§ **WORK INSTRUCTIONS**
Resume the interview about hospital recovery and loneliness, starting right after its last sentence.

§ **TEXT SEGMENT**
*** Begin section ***
I was in hospital and I found out about it through social networks, I saw the video of the police firing tear gas at the roof and then the fire. I talked about it with my mum and told her that I had been looked after there. It’s a good thing it wasn’t before mine happened because they wouldn’t have been able to take care of me.
-Did this story you lived through affect you emotionally?
It hit me very hard. The first part of the recovery was pandemic, at one point you couldn’t go out in the street. I was prostrate, I couldn’t move, my friends couldn’t visit me. I was very lonely. In the long run that affected me a lot. In 2022, my first year at the university, it was very difficult for me to relate to others.
I went to some psychological therapies, through some NGOs or private psychologists who offered to help me for free. But I didn’t have the desire and I was inconsistent. Sometimes in the same sessions I didn’t open up much. It hurts to open up and say the things we have inside. Sometimes one prefers to build a shell around that and avoid it.
*** End section ***
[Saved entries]
*** Begin section ***
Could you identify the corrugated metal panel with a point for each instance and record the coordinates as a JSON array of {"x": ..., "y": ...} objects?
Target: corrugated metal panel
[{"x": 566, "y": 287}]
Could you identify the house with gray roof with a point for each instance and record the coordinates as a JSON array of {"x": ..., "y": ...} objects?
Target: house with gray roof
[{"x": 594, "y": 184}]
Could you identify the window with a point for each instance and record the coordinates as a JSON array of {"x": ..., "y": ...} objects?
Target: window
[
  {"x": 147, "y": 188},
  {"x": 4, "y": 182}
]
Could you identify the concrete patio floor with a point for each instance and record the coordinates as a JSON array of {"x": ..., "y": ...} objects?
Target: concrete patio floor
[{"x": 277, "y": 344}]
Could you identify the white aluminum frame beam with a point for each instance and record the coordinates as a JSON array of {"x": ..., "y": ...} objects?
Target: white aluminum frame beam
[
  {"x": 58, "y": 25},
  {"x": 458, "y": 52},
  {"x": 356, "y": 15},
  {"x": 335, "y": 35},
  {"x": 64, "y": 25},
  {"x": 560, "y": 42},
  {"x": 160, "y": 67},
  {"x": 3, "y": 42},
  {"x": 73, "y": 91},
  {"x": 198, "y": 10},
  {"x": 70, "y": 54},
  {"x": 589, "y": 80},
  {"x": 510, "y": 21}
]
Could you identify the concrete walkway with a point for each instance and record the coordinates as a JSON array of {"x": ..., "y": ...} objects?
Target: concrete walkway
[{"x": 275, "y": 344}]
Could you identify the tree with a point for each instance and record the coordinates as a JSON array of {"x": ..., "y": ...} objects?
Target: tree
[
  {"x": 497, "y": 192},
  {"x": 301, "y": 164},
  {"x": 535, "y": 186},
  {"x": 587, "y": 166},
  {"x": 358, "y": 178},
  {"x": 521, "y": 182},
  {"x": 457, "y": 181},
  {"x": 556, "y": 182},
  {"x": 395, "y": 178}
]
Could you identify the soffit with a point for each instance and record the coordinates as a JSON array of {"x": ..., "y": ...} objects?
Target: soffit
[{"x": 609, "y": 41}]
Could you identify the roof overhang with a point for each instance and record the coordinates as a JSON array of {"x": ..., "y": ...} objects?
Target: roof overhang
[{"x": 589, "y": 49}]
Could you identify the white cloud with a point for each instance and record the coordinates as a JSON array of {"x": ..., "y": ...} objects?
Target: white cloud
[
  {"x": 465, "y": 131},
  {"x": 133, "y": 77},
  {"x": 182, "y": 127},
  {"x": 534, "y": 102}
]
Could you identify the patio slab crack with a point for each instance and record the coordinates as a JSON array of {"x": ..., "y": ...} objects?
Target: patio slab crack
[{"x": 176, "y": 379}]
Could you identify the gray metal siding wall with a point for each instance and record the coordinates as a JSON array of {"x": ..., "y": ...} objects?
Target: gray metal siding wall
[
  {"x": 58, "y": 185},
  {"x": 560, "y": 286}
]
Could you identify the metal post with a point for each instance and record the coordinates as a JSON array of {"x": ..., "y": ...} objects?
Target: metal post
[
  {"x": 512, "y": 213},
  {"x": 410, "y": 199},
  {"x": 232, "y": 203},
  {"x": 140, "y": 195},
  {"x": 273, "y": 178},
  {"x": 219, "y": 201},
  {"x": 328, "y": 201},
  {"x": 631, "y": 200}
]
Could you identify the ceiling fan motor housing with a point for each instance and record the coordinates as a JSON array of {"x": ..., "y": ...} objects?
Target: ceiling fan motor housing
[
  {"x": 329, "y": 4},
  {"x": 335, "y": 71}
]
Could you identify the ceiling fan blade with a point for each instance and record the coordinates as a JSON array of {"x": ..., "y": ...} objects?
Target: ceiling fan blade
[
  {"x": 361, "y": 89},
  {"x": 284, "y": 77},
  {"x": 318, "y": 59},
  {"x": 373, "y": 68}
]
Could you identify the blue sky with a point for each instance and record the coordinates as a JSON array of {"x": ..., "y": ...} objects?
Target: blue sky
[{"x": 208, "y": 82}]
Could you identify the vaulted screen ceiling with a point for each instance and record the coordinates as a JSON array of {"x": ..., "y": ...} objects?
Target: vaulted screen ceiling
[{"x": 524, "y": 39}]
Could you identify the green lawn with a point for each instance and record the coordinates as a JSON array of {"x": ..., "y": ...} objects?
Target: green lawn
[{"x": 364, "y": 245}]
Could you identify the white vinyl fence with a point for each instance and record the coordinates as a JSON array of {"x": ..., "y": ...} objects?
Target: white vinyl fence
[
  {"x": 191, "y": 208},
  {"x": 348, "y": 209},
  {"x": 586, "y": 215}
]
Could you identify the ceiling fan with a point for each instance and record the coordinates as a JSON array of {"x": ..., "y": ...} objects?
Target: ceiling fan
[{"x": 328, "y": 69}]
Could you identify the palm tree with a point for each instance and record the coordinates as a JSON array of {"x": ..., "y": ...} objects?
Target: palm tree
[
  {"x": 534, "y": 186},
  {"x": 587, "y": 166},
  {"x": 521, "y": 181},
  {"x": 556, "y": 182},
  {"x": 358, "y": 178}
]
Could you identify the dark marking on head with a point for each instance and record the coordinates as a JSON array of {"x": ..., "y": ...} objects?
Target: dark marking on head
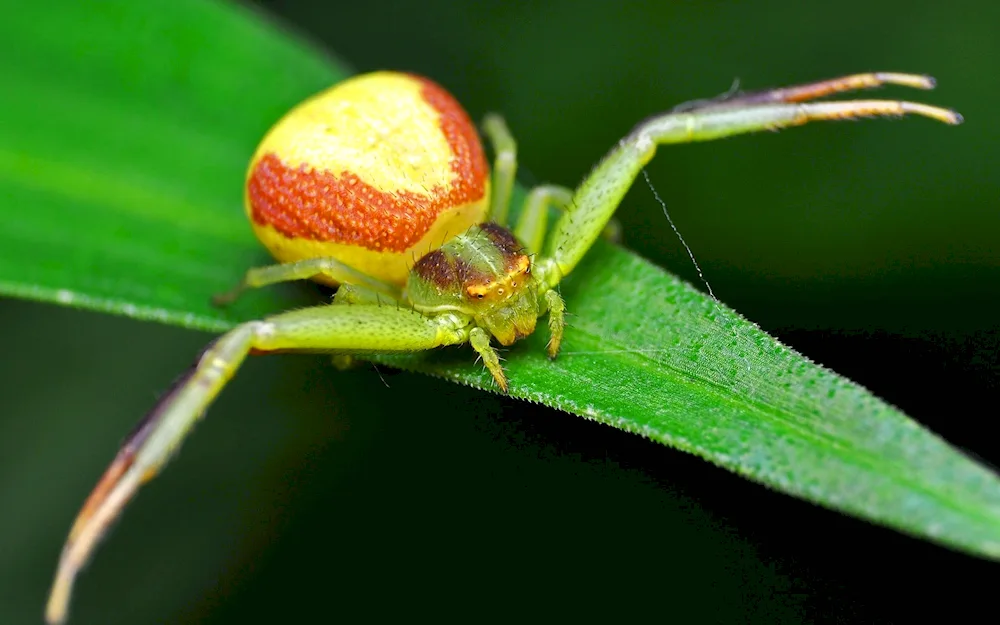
[{"x": 437, "y": 268}]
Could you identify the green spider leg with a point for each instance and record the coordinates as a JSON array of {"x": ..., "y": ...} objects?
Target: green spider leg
[
  {"x": 307, "y": 269},
  {"x": 327, "y": 328},
  {"x": 598, "y": 196},
  {"x": 504, "y": 167},
  {"x": 532, "y": 224}
]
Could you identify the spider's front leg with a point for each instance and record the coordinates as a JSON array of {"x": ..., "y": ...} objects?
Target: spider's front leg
[
  {"x": 334, "y": 329},
  {"x": 597, "y": 197}
]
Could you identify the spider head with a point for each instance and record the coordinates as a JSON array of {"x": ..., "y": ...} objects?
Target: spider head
[{"x": 485, "y": 274}]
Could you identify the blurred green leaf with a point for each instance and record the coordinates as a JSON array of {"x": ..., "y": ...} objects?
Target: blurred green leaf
[{"x": 121, "y": 189}]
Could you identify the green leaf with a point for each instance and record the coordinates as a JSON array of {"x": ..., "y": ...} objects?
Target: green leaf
[{"x": 101, "y": 212}]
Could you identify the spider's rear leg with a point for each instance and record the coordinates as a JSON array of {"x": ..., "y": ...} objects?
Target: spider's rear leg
[
  {"x": 331, "y": 269},
  {"x": 362, "y": 328}
]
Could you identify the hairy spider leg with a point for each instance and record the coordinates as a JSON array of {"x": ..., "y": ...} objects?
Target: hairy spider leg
[
  {"x": 305, "y": 270},
  {"x": 598, "y": 196},
  {"x": 332, "y": 329},
  {"x": 532, "y": 224},
  {"x": 504, "y": 167}
]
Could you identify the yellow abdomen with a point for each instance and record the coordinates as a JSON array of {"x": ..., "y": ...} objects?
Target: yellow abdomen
[{"x": 376, "y": 172}]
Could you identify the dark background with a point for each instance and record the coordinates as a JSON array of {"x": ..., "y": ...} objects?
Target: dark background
[{"x": 311, "y": 494}]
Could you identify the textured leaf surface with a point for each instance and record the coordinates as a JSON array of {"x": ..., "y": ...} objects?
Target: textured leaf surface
[{"x": 120, "y": 190}]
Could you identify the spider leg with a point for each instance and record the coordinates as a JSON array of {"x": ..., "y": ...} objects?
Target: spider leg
[
  {"x": 811, "y": 91},
  {"x": 330, "y": 268},
  {"x": 156, "y": 438},
  {"x": 598, "y": 196},
  {"x": 533, "y": 222},
  {"x": 504, "y": 167}
]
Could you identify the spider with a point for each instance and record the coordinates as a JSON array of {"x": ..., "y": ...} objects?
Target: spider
[{"x": 380, "y": 186}]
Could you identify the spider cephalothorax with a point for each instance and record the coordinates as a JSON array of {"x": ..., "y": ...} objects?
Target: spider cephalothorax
[
  {"x": 484, "y": 274},
  {"x": 355, "y": 183}
]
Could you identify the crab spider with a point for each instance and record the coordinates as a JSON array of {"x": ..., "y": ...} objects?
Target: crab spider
[{"x": 353, "y": 183}]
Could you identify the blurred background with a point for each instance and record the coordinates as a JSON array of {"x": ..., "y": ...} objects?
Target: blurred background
[{"x": 320, "y": 495}]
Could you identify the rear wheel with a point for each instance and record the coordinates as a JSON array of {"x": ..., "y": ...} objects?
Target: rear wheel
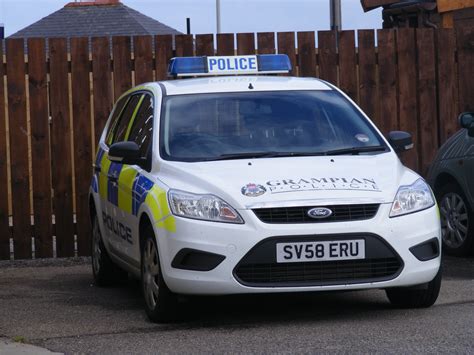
[
  {"x": 457, "y": 220},
  {"x": 105, "y": 272},
  {"x": 420, "y": 296},
  {"x": 160, "y": 302}
]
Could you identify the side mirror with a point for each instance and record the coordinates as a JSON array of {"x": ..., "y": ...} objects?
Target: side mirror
[
  {"x": 466, "y": 120},
  {"x": 400, "y": 141},
  {"x": 125, "y": 153}
]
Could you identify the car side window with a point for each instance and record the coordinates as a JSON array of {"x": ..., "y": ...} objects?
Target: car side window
[
  {"x": 142, "y": 127},
  {"x": 115, "y": 116},
  {"x": 120, "y": 129}
]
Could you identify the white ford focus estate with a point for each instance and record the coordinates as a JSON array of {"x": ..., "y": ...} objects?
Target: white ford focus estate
[{"x": 257, "y": 184}]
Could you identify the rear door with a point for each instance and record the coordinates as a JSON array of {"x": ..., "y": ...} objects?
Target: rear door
[
  {"x": 102, "y": 164},
  {"x": 117, "y": 230},
  {"x": 135, "y": 181}
]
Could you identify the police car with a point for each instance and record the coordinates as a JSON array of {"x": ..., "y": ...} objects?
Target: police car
[{"x": 231, "y": 184}]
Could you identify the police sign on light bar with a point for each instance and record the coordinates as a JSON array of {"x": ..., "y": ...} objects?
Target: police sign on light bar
[{"x": 229, "y": 65}]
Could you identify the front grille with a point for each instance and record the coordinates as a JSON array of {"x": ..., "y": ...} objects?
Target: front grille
[
  {"x": 318, "y": 273},
  {"x": 258, "y": 268},
  {"x": 340, "y": 213}
]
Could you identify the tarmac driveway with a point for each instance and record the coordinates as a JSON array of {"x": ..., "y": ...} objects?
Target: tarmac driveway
[{"x": 53, "y": 304}]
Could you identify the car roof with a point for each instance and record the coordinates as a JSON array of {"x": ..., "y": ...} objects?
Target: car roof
[{"x": 241, "y": 84}]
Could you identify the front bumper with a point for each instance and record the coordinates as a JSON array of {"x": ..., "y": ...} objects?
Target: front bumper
[{"x": 235, "y": 241}]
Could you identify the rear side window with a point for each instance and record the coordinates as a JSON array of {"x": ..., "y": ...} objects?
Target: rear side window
[
  {"x": 120, "y": 130},
  {"x": 142, "y": 127},
  {"x": 115, "y": 116}
]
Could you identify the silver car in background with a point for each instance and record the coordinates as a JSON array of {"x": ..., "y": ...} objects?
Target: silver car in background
[{"x": 452, "y": 178}]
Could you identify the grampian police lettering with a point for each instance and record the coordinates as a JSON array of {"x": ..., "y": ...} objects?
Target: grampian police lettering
[
  {"x": 117, "y": 228},
  {"x": 322, "y": 183}
]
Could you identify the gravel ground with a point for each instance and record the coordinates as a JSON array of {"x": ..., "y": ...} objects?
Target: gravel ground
[{"x": 53, "y": 304}]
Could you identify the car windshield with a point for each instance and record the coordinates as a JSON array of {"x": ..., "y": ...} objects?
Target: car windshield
[{"x": 218, "y": 126}]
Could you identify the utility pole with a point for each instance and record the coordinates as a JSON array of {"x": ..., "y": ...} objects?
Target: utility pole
[
  {"x": 218, "y": 16},
  {"x": 335, "y": 15}
]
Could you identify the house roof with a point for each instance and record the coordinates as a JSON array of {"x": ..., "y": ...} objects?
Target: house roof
[{"x": 94, "y": 19}]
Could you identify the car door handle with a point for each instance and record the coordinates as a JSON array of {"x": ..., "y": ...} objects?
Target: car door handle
[{"x": 113, "y": 178}]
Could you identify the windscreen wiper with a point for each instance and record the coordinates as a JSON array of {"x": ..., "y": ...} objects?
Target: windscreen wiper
[
  {"x": 357, "y": 150},
  {"x": 270, "y": 154}
]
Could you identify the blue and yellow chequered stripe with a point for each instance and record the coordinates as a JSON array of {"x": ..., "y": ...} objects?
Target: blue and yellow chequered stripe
[{"x": 144, "y": 191}]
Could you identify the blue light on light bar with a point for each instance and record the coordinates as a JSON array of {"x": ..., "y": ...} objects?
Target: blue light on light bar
[{"x": 229, "y": 65}]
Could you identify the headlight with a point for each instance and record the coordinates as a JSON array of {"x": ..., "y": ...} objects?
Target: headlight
[
  {"x": 412, "y": 198},
  {"x": 205, "y": 207}
]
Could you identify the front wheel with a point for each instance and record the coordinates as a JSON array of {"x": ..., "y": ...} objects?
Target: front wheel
[
  {"x": 420, "y": 296},
  {"x": 160, "y": 302},
  {"x": 457, "y": 220}
]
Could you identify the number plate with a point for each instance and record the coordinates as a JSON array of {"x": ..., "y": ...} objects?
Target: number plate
[{"x": 320, "y": 251}]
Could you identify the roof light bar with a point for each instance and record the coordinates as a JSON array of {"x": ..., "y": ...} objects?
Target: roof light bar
[{"x": 229, "y": 65}]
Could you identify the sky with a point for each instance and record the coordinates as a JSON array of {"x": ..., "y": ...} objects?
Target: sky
[{"x": 236, "y": 15}]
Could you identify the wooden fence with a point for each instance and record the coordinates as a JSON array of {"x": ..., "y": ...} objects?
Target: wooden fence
[{"x": 55, "y": 97}]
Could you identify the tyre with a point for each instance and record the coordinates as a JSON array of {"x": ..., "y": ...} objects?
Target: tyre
[
  {"x": 105, "y": 272},
  {"x": 419, "y": 296},
  {"x": 160, "y": 302},
  {"x": 457, "y": 220}
]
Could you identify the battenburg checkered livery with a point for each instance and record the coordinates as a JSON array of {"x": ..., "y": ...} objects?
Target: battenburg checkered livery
[{"x": 234, "y": 183}]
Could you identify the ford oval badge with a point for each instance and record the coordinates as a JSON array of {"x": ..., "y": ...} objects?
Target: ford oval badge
[{"x": 319, "y": 212}]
*** End section ***
§ **REPLY TO THE EXERCISE**
-Were you like that before or was it because of what happened to you?
I used to ride my bike every day, I did a lot of sport, I climbed the hills, I was very healthy. Now after this, they put a tube in my bladder, I walked with a bag, that limited me a lot. I felt like a grandfather. In 2022, I had a bad diagnosis, I was prescribed Clotiazepam, because of the pain I had to take strong medicines, but this medicine plus the zopiclone made me fly all day long. I started to drink more alcohol as well. I left that psychiatrist and started to need more pills, I had a fierce depression, and I took refuge in those chemicals. Until my sister and my mum noticed something was wrong, and they talked to me to check up on the stuff I was becoming dependent on. I finally recovered from that, thanks to the support of my family. Now I’ve changed therapists and psychologists who have given me medication that doesn’t make you dependent. I also take medication for chronic pain, because my bones hurt and that makes me feel bad and goes hand in hand with the psychological.
-How has all this affected your family? I see that your mum is always supporting you.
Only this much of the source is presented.